# DOCUMENT EXTRACT
All of this should prove modestly helpful to Democrats. As Lehman explains, “As Brian Beutler has argued, all the elements are in place for Biden and his Democratic backers to mount a wide-ranging assault on the mobbed-up, pay-to-play model of Trumpian governance….Conveniently, much of this money-driven government makeover is copiously documented in Project 2025, the Heritage Foundation’s blueprint for a second Trump term—and the subject of The Nation’s most recent cover package.”

Democrats still must figure out some easy-to-grasp soundbites to drive home the message that, not only Trump, but the entire G.O.P. has degenerated into a corrupt personality cult. Lehman concludes, “Now that the Biden campaign has finally found the gumption to draw on Trump’s criminal record for its core messaging, it must press home the broader indictment of Trumpian rule as graft by another name. After all, the payments a con man makes are typically far less consequential than the ones he receives.”


Ruy Teixeira Conversation With Josh Kraushaar: ‘Who Will Capture the Center?”

“This week I’m joined by my good friend, Josh Kraushaar. He’s one of America’s keenest political minds and a long-time journalist who is currently the Editor in Chief of Jewish Insider. We discuss developments in the presidential campaign, the ongoing brand challenges of Biden on the economy and energy policy, and explore the impact of recent anti-Israel protests and emerging divisions within the Democratic Party on the Israel-Hamas war.

“We discuss developments in the presidential campaign, the ongoing brand challenges of Biden on the economy and energy policy, and explore the impact of recent anti-Israel protests and emerging divisions within the Democratic Party on the Israel-Hamas war.”

Josh Kraushaar is the author of Axios’ weekly Sunday Sneak Peek newsletter, which focuses on the big-picture forces driving American politics, and he writes a column analyzing the latest political developments for Jewish Insider. He has served as editor-in-chief of the Hotline, where he authored the biweekly Against the Grain column and hosted a weekly podcast featuring the leading lawmakers, political operatives and journalists for candid interviews. He also was co-author of the 2014 Almanac of American Politics. Kraushaar frequently appears as a political analyst on television and radio. He is a Fox News Radio political analyst, providing political commentary across all the network’s platforms.

Ruy Teixeira is senior fellow at the American Enterprise Institute, politics editor of The Liberal Patriot newsletter, author of numerous works of political analysis, and co-author with John B. Judis of “Where Have All the Democrats Gone?


A Summation of Trump’s Actual Record

If you were looking for a succinct summary of Trump’s real record as president to share, Heather Digby Parton has a good one, “Worse than inflation: Let’s remember Trump’s real record in office,” at Salon. Start here:

Public opinion polls about the current presidential race are mystifying in a lot of ways. How can it be that the twice impeached, convicted felon Donald Trump is the presumptive nominee for the Republican Party again? As inexplicable as it is to many of us, I think after eight years we have to accept that almost half the country is beguiled by the man while the other half looks on in abject horror and carry on from there. But as much as we may be dismayed by this adoration and fealty to Trump the man, it’s still maddening that so many voters — including even Democrats — insist that everything was so much better when Donald Trump was president. I can’t believe that people have forgotten what it was really like. By almost any measure it was an epic sh**show.

# LISTED RECORDS
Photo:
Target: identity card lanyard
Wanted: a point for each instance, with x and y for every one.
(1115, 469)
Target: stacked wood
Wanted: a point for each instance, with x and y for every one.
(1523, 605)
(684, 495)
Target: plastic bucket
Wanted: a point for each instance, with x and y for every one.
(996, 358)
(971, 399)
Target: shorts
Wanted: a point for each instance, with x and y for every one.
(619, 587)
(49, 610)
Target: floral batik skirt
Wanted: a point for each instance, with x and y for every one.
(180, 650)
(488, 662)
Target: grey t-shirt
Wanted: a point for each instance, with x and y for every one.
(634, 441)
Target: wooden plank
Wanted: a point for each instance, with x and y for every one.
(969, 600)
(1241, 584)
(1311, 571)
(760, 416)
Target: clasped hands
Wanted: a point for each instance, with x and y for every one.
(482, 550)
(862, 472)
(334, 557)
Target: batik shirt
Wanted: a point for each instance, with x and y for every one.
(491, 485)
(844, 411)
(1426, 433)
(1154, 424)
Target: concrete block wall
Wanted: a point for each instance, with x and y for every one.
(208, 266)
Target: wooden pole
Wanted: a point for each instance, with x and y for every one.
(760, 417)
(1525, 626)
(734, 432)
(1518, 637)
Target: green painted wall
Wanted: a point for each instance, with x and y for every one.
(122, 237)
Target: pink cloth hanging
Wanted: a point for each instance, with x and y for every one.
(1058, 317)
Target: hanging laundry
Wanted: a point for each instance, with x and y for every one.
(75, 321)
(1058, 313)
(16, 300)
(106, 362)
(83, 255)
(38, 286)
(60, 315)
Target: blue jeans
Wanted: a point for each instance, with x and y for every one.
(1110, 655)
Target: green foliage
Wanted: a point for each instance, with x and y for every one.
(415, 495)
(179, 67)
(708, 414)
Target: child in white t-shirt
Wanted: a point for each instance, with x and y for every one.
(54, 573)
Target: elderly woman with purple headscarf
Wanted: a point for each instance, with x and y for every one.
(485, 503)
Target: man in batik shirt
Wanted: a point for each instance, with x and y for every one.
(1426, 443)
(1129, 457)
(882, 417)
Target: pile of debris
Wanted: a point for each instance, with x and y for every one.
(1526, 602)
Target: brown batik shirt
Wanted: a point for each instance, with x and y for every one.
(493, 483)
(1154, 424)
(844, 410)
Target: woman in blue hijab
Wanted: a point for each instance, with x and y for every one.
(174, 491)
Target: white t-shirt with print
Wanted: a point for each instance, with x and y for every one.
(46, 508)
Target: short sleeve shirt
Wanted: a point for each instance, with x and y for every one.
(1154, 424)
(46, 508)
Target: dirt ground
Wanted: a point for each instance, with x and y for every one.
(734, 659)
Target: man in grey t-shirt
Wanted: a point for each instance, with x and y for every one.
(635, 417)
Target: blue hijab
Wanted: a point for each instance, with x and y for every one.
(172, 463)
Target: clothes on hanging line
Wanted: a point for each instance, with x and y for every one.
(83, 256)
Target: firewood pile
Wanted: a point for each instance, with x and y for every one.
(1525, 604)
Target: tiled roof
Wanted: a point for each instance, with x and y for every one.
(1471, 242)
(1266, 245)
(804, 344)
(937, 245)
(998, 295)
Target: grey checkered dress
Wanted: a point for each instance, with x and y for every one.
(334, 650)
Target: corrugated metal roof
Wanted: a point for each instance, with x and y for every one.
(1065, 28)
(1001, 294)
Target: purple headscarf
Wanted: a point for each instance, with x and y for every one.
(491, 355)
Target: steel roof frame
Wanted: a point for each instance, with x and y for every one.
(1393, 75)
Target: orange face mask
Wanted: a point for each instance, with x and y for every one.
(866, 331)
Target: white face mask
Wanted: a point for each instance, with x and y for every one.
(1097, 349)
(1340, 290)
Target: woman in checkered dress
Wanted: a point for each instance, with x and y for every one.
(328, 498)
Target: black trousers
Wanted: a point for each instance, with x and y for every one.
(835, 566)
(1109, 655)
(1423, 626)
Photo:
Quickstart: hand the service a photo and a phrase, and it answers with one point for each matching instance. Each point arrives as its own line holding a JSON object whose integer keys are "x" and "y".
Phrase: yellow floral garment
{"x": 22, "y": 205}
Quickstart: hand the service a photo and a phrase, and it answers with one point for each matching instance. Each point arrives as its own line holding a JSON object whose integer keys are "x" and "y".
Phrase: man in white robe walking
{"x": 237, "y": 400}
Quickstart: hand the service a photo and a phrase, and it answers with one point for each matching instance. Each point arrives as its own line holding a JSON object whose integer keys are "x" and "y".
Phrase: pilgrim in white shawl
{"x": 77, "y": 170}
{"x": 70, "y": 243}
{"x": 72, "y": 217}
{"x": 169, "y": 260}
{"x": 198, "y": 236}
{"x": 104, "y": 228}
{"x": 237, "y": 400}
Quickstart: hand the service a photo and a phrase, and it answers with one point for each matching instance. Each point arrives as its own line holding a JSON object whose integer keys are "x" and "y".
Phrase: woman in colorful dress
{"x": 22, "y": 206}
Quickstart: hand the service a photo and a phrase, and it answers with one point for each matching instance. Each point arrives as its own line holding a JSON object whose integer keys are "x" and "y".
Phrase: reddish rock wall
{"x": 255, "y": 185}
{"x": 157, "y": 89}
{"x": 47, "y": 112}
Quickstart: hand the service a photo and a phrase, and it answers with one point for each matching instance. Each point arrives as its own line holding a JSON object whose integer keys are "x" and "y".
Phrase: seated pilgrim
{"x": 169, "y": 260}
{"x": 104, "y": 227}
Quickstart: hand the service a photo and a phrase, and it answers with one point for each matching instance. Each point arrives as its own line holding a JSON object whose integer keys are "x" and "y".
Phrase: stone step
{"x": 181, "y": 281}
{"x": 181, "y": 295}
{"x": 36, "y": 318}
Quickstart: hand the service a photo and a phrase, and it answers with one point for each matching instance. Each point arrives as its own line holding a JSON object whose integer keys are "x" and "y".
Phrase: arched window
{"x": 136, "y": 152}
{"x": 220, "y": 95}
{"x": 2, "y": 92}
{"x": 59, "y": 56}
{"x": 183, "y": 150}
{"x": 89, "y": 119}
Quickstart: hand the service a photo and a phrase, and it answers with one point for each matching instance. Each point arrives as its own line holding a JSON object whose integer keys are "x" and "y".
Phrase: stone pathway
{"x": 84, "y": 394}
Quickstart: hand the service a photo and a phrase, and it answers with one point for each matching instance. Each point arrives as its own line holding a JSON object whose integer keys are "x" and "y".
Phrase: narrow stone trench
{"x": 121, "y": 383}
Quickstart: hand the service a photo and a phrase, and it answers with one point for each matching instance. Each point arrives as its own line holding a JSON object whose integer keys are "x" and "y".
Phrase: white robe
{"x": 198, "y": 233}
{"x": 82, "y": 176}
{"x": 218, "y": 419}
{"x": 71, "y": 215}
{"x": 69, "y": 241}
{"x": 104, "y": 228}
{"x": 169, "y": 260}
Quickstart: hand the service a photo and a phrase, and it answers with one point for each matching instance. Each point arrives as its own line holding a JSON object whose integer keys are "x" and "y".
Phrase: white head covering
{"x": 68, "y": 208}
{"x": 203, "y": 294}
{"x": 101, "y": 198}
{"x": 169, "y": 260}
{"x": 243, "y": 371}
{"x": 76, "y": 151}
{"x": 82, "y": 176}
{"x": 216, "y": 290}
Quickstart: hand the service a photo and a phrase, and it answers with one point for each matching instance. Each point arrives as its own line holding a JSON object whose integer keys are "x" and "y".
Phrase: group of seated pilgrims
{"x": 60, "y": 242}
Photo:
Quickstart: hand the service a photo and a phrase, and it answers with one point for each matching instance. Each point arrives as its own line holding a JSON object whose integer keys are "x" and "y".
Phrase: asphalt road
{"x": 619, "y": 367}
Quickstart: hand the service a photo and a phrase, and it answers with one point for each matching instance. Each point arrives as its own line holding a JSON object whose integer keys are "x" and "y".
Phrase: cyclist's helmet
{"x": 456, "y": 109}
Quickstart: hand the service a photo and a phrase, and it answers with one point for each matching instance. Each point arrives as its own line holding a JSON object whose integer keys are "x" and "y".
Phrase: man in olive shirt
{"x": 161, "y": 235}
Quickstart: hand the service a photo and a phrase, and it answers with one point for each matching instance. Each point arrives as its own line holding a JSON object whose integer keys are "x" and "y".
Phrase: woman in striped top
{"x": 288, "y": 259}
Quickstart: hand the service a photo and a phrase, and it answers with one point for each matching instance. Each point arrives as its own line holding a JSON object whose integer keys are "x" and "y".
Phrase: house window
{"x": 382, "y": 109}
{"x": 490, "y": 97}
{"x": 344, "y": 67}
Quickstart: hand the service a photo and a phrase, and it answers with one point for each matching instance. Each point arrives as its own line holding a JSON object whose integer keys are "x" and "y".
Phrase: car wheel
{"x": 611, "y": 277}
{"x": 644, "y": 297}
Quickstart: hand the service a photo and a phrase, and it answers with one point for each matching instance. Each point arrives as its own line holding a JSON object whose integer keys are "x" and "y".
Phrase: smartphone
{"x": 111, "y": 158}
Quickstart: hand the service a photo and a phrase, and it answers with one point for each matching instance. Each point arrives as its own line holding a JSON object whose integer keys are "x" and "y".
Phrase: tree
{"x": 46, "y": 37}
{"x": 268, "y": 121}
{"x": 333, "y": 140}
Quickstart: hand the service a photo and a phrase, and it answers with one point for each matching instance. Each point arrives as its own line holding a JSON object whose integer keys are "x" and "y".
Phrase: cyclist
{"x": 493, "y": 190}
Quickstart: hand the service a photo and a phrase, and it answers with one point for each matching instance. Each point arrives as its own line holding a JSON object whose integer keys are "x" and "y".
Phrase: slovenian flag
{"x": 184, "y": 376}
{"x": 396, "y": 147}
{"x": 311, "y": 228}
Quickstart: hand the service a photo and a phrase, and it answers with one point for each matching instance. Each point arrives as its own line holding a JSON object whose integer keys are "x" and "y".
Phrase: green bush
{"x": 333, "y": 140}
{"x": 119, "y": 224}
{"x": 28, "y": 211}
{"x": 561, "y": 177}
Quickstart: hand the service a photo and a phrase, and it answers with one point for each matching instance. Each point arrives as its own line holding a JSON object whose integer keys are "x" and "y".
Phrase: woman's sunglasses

# EXERCISE PROMPT
Reproduce the passage of the political commentary from "Public opinion polls" up to and including "an epic sh**show.".

# ANSWER TO THE PROBLEM
Public opinion polls about the current presidential race are mystifying in a lot of ways. How can it be that the twice impeached, convicted felon Donald Trump is the presumptive nominee for the Republican Party again? As inexplicable as it is to many of us, I think after eight years we have to accept that almost half the country is beguiled by the man while the other half looks on in abject horror and carry on from there. But as much as we may be dismayed by this adoration and fealty to Trump the man, it’s still maddening that so many voters — including even Democrats — insist that everything was so much better when Donald Trump was president. I can’t believe that people have forgotten what it was really like. By almost any measure it was an epic sh**show.